**EXTRACT PROVIDED:**
■ ■ ■ ■ ■ ■ ■

This is an automated email from the ASF dual-hosted git repository.

aherbert pushed a commit to branch master
in repository https://gitbox.apache.org/repos/asf/commons-codec.git

commit 48b23313e7c7428fc421942352c8dba4d1e35200
Author: aherbert <aherb...@apache.org>
AuthorDate: Thu Nov 21 16:54:34 2019 +0000

    Fix MurmurHash2 code in-line with MurmurHash3.
    
    This updates the documentation and code so the two can be compared.
    
    No binary functionality is changed.
---
 .../apache/commons/codec/digest/MurmurHash2.java   | 174 ++++++++++++++++-----
 .../apache/commons/codec/digest/MurmurHash3.java   |   3 +-
 2 files changed, 137 insertions(+), 40 deletions(-)

diff --git a/src/main/java/org/apache/commons/codec/digest/MurmurHash2.java 
b/src/main/java/org/apache/commons/codec/digest/MurmurHash2.java
index 0e07bfe..e349ff9 100644
--- a/src/main/java/org/apache/commons/codec/digest/MurmurHash2.java
+++ b/src/main/java/org/apache/commons/codec/digest/MurmurHash2.java
@@ -18,30 +18,42 @@
 package org.apache.commons.codec.digest;
 
 /**
- * MurmurHash2 yields a 32-bit or 64-bit value.
+ * Implementation of the MurmurHash2 32-bit and 64-bit hash functions.
  *
- * MurmurHash is a non-cryptographic hash function suitable for general
+ * <p>MurmurHash is a non-cryptographic hash function suitable for general
  * hash-based lookup. The name comes from two basic operations, multiply (MU)
  * and rotate (R), used in its inner loop. Unlike cryptographic hash functions,
  * it is not specifically designed to be difficult to reverse by an adversary,
- * making it unsuitable for cryptographic purposes.
+ * making it unsuitable for cryptographic purposes.</p>
  *
- * This is a re-implementation of the original C code plus some additional
- * features.
+ * <p>This contains a Java port of the 32-bit hash function {@code MurmurHash2}
+ * and the 64-bit hash function {@code MurmurHash64A} from Austin Applyby's
+ * original {@code c++} code in SMHasher.</p>
  *
- * Public domain.

■ ■ ■ ■ ■ ■ ■

**TASK LIST:**
A. In the listing, rewrite the lines from the one containing "Please locate horizontal" through the end of the listing, inclusive, substituting "stacked log" for "horizontal log" and leaving everything else unchanged.
B. Carry on the MurmurHash2 commit email past its last line.
The commit email above and the listing that follows have no connection to each other.

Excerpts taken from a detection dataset
■ ■ ■ ■ ■ ■ ■

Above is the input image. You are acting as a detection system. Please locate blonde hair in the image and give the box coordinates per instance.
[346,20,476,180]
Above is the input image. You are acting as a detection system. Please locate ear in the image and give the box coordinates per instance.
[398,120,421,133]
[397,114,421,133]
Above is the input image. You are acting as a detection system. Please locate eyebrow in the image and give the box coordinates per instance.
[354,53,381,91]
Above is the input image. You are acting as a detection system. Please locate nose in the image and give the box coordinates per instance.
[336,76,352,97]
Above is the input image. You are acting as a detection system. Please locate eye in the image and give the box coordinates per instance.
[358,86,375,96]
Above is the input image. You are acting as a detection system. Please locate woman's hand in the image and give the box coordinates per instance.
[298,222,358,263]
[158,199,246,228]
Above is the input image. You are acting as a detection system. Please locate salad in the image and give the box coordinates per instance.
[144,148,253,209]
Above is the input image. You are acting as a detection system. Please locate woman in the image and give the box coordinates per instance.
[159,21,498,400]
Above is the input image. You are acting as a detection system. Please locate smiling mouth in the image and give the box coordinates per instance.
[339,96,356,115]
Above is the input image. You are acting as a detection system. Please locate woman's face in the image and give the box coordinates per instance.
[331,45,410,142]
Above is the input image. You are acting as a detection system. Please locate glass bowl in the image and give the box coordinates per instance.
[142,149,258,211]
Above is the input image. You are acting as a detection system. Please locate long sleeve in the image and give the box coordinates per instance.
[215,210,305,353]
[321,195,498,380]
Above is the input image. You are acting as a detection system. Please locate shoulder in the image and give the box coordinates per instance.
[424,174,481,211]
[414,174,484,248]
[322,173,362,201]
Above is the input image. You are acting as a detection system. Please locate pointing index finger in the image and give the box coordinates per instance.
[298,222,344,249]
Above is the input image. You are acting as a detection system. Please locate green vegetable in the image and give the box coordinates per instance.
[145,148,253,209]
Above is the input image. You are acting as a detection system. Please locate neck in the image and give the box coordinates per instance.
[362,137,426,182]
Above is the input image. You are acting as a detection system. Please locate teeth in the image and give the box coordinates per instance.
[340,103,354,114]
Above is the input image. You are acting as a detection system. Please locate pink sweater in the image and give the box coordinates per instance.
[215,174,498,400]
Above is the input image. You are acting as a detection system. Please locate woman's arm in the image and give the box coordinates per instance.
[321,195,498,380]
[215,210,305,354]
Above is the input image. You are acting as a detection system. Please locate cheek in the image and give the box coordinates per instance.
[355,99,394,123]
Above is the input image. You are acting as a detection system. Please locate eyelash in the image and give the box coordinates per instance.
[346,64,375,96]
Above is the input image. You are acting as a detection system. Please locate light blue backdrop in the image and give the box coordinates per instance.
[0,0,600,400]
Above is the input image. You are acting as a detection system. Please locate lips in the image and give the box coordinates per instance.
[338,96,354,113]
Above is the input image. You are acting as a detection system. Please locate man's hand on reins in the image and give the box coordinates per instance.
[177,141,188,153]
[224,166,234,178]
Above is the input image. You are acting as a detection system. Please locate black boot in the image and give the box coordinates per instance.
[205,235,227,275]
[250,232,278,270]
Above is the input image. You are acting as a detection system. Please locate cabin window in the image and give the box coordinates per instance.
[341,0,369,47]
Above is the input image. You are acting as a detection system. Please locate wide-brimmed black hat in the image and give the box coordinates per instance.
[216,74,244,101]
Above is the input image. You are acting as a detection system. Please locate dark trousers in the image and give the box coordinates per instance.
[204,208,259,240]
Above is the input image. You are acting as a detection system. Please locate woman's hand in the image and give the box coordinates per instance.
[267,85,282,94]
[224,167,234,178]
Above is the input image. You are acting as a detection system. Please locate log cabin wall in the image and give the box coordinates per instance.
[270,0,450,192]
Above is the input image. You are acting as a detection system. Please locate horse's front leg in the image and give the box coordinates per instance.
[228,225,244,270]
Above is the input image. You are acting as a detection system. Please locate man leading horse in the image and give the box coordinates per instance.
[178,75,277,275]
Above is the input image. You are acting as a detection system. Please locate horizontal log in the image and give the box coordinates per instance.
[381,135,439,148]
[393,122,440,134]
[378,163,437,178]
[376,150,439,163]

■ ■ ■ ■ ■ ■ ■

**EXERCISE RESPONSES:**
A.
Above is the input image. You are acting as a detection system. Please locate stacked log in the image and give the box coordinates per instance.
[381,135,439,148]
[393,122,440,134]
[378,163,437,178]
[376,150,439,163]

B.
+ * <p>This is a re-implementation of the original C code plus some additional
+ * features.</p>
+ *
+ * <p>This is public domain code with no copyrights. From homepage of
+ * <a href="https://github.com/aappleby/smhasher";>SMHasher</a>:</p>
+ *
+ * <blockquote>
+ * "All MurmurHash versions are public domain software, and the author
+ * disclaims all copyright to their code."
+ * </blockquote>
  *
  * @see <a href="https://en.wikipedia.org/wiki/MurmurHash";>MurmurHash</a>
+ * @see <a 
href="https://github.com/aappleby/smhasher/blob/master/src/MurmurHash2.cpp";>
+ *   Original MurmurHash2 c++ code</a>
  * @since 1.13
  */
 public final class MurmurHash2 {
 
-    // all methods static; private constructor.
+    /** No instance methods. */
     private MurmurHash2() {
     }
 
     /**
-     * Generates 32 bit hash from byte array of the given length and seed.
+     * Generates 32 bit hash from byte array with the given length and seed.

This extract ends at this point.